PROBLEM DESCRIPTION:
Will you return, word for word, only the lines from the top of the data below down to and including the one with "like [11, 272]."?

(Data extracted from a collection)
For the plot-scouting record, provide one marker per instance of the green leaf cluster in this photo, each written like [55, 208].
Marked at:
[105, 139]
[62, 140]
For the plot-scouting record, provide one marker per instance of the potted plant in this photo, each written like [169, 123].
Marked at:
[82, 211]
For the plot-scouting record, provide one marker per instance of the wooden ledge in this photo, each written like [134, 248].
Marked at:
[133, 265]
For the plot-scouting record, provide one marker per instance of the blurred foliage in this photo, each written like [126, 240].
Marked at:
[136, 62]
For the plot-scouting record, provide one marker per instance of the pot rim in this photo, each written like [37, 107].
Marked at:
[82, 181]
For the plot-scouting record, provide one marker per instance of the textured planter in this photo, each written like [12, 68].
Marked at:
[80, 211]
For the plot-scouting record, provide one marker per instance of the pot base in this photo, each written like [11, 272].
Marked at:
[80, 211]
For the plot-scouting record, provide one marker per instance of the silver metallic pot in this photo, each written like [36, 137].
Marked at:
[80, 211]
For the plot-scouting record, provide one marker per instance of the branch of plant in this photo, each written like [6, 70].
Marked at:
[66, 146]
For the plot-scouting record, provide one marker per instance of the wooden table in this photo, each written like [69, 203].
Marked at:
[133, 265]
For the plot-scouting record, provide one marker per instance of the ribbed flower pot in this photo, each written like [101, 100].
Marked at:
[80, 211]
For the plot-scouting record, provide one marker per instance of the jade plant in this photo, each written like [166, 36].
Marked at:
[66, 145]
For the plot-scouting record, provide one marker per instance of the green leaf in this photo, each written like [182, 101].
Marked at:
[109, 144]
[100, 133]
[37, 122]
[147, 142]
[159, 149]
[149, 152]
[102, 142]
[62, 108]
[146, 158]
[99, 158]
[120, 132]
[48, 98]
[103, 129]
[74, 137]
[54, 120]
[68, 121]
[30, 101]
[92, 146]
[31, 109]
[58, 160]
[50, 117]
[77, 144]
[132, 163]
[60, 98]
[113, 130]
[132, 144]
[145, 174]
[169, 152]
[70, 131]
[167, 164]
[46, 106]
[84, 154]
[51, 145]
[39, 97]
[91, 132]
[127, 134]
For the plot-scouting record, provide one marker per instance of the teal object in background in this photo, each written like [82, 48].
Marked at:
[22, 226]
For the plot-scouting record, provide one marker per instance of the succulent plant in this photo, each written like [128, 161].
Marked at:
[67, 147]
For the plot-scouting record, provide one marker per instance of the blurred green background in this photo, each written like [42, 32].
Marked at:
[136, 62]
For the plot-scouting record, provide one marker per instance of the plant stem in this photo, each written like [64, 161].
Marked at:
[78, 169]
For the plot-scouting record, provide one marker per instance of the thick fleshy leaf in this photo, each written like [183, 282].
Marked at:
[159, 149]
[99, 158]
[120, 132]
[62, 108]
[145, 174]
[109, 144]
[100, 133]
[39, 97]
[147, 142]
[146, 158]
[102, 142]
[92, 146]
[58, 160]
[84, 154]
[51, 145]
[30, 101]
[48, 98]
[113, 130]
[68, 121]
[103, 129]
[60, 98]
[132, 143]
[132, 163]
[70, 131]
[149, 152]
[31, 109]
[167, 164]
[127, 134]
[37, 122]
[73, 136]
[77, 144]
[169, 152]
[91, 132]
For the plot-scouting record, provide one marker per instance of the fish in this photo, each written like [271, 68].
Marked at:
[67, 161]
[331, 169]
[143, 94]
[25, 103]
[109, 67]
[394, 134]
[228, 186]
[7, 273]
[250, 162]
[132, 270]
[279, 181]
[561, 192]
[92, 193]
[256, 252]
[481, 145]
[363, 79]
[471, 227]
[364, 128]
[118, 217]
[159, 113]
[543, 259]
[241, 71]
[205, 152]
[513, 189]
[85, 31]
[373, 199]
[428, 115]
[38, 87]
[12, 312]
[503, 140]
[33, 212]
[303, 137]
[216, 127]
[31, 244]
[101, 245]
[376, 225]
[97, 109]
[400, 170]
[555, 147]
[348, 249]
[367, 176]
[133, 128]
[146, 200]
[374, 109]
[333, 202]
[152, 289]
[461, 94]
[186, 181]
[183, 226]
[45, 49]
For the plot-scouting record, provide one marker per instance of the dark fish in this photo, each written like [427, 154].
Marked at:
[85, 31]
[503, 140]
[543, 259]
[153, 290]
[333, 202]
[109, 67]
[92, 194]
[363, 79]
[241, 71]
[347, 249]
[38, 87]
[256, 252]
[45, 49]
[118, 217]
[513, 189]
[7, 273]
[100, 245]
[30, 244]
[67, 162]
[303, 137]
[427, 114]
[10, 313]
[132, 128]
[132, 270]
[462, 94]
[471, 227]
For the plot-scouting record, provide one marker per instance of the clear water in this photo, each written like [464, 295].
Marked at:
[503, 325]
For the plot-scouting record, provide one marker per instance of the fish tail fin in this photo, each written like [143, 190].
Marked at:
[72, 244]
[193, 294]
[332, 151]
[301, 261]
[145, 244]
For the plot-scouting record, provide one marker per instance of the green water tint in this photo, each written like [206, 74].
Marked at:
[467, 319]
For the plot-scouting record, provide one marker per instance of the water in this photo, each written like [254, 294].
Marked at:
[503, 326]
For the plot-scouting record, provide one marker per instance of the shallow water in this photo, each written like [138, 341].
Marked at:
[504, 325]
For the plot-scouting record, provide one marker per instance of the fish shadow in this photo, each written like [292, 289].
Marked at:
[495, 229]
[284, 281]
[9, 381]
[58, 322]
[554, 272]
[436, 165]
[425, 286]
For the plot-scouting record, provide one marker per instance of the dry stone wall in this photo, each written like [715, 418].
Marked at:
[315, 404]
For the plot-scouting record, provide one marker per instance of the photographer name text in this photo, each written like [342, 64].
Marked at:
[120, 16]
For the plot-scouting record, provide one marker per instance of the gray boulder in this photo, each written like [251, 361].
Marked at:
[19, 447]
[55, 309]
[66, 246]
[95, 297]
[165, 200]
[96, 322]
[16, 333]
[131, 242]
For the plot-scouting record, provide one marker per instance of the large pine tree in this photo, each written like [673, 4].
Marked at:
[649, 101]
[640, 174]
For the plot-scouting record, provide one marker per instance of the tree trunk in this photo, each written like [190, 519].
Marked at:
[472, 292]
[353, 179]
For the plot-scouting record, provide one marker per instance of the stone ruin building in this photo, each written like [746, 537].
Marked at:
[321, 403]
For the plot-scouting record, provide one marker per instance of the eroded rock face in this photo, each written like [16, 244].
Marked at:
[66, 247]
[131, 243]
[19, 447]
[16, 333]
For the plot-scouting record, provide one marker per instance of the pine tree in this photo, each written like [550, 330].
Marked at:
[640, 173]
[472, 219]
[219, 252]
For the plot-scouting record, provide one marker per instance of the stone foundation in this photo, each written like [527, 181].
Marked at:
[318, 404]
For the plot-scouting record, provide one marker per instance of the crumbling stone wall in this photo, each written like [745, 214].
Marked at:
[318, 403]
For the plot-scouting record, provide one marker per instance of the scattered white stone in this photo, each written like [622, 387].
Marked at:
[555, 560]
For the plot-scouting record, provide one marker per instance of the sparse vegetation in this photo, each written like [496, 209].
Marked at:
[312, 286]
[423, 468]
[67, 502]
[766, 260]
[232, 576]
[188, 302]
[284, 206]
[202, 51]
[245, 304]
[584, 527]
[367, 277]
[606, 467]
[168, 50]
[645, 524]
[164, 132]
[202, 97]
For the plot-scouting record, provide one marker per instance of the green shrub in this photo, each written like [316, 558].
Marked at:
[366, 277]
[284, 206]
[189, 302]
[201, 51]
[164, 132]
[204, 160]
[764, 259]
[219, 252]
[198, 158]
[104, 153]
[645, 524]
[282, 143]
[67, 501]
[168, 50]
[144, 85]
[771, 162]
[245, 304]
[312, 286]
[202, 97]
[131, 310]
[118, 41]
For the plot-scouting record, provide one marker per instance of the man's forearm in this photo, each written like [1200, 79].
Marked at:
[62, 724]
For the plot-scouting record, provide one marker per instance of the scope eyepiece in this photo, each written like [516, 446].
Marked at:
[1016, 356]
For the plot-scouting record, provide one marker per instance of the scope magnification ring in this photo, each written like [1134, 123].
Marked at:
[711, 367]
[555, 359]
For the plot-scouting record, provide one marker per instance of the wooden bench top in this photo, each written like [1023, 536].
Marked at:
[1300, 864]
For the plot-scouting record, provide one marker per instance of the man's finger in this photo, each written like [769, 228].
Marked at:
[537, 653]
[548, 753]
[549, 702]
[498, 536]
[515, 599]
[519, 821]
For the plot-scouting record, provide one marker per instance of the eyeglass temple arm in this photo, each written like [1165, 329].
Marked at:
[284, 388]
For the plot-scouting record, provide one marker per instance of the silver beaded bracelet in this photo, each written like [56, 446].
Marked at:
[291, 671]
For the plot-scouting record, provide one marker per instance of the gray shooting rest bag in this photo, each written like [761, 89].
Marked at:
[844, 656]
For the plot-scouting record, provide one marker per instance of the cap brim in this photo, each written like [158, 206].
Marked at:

ANSWER BOX:
For the plot-scouting record, provide one marker per instance of the green leaf cluster in this photo, each written like [55, 208].
Marked at:
[105, 139]
[62, 140]
For the plot-scouting record, provide one marker per instance of the potted plant in this photo, each written like [169, 123].
Marked at:
[82, 211]
For the plot-scouting record, provide one marker per instance of the wooden ledge in this photo, each written like [134, 248].
Marked at:
[133, 265]
For the plot-scouting record, provide one marker per instance of the blurred foliage in this photo, each written like [126, 240].
Marked at:
[136, 62]
For the plot-scouting record, provide one marker per instance of the pot rim in this photo, each written like [37, 107].
Marked at:
[82, 181]
For the plot-scouting record, provide one marker per instance of the textured planter in this photo, each written like [12, 68].
Marked at:
[80, 211]
For the plot-scouting record, provide one marker per instance of the pot base in this photo, each written like [11, 272].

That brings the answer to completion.